Belge Bölümü =
★ ★ ★ ★ ★

Bu sözler, aslında ulusal marşımızın bana aktardığıdır. Evet, Kırım Halk Cumhuriyeti’nin ulusal marşından Ant Etkenmen (Ant etmişim) esinlendiğim fikirlerdir. Sözleri ise şair ve yazar, Kırım Tatar Demokratik Cumhuriyeti Başbakanlığı görevlerinde bulunan ve 1918 yılında Bolşeviklerce şehit edilen Numan Çelebi Cihan’a aittir.

Ulusal marşımızda da söylendiği gibi, ‘Gene bir gün mezarcılar gelir beni gömmeye’. O mezarcılar geldi ve bu satırın yazarını şehit ettiler, ama gömmediler, cesedini denize attılar… Çırpınırdın hey Karadeniz. Sen mezar oldun Çelebi Cihan'a. ‘Nasıl bolsun bu zavallı qardaşlarım çürüsün’, daha ne zamana kadar sürecek bu baskılar?

Zengin hayat hikâyesine sahip olan Numan Çelebi Cihan, yaşamı boyu Kırım Türkleri için mücadeleden asla taviz vermeyen ve geri durmayan bir devlet büyüğümüzdür. Şair ve yazarlık kişiliği ile beraber siyasi kimliği ile de Kırım Tatarı için savaşan Çelebi Cihan ve dava arkadaşları, 1917 yılında Kırım Ahali Cumhuriyeti’ni ilan ettikten sonra Milli Hükûmetin Başbakanı ve Adalet Bakanı seçilir. Fakat ‘mezarcılar’ bugün olduğu gibi yine de rahat durmaz, istemez Kırım’ın yükselişini, bağımsızlığını. Kırım’ı işgal eder, Numan Çelebi Cihan’ı yakalamak için tuzaklar kurar. Barış görüşmesi bahanesiyle davet edilip tutuklanan Numan Çelebi Cihan, 23 Şubat 1918 yılında Akyar Hapishanesi'nde şehit edilir ve cesedi Karadeniz’e atılır.

Kabri Karadeniz olan Başbakanım, mezarın nurla dolsun!

★ ★ ★ ★ ★

Yapılacaklar =
(1) Belge bölümünde "Ulusal marşımızda da" sözlerinin geçtiği yerden başlayın, "sürecek bu baskılar?" sözlerinden sonra durun ve aradaki metni hiçbir değişiklik yapmadan yazın.
(2) Aşağıdaki listede "Can you find the door" ifadesini içeren satırdan başlayıp "<point>1186,301</point>" ifadesini içeren satırdan sonra durun ve her iki uç dahil bu satırları, her satır bir dize olacak şekilde JSON dizisi olarak verin. Boş satırları dışarıda bırakın.
Yukarıdaki belge bölümü ile aşağıdaki liste birbirinden bağımsız malzemelerdir.

★ ★ ★ ★ ★

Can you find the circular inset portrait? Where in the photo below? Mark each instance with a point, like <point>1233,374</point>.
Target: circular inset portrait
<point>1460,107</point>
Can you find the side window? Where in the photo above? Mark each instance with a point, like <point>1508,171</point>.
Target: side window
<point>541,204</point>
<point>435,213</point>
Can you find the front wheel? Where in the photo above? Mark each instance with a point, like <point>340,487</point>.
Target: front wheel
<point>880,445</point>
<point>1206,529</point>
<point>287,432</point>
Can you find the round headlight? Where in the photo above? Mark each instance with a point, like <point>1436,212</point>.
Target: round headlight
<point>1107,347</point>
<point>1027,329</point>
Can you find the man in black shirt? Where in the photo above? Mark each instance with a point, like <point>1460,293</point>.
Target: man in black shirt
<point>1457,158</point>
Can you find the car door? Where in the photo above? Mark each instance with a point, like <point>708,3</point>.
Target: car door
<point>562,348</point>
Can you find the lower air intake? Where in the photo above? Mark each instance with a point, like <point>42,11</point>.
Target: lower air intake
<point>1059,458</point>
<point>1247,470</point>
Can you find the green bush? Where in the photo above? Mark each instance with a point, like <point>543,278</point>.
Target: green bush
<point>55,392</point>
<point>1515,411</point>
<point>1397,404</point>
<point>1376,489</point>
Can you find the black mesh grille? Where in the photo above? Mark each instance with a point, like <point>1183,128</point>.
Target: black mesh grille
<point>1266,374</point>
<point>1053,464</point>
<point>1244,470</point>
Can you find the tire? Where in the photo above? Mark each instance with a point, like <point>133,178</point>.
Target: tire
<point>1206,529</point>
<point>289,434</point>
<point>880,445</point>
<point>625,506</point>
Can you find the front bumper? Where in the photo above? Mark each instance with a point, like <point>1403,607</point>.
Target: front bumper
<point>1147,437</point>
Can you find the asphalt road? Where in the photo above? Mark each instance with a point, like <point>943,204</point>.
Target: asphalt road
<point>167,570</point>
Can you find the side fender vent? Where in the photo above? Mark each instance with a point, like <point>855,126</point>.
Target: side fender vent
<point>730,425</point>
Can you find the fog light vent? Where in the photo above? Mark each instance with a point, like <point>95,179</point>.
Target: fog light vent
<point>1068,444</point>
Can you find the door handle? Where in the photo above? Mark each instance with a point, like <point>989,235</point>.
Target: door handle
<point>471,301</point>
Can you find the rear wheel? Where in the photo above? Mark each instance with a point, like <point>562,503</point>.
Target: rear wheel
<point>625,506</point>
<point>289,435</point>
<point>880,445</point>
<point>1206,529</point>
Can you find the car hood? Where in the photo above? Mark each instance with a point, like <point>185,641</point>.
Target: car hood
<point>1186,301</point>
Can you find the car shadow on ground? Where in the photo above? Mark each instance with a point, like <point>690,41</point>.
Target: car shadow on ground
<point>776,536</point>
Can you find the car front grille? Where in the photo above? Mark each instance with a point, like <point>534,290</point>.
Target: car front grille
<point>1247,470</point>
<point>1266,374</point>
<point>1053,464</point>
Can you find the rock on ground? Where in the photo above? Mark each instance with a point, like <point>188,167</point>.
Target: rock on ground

★ ★ ★ ★ ★

Görev Yanıtları =
(1)
Ulusal marşımızda da söylendiği gibi, ‘Gene bir gün mezarcılar gelir beni gömmeye’. O mezarcılar geldi ve bu satırın yazarını şehit ettiler, ama gömmediler, cesedini denize attılar… Çırpınırdın hey Karadeniz. Sen mezar oldun Çelebi Cihan'a. ‘Nasıl bolsun bu zavallı qardaşlarım çürüsün’, daha ne zamana kadar sürecek bu baskılar?

(2)
[
  "Can you find the door handle? Where in the photo above? Mark each instance with a point, like <point>989,235</point>.",
  "Target: door handle",
  "<point>471,301</point>",
  "Can you find the rear wheel? Where in the photo above? Mark each instance with a point, like <point>562,503</point>.",
  "Target: rear wheel",
  "<point>625,506</point>",
  "<point>289,435</point>",
  "<point>880,445</point>",
  "<point>1206,529</point>",
  "Can you find the car hood? Where in the photo above? Mark each instance with a point, like <point>185,641</point>.",
  "Target: car hood",
  "<point>1186,301</point>"
]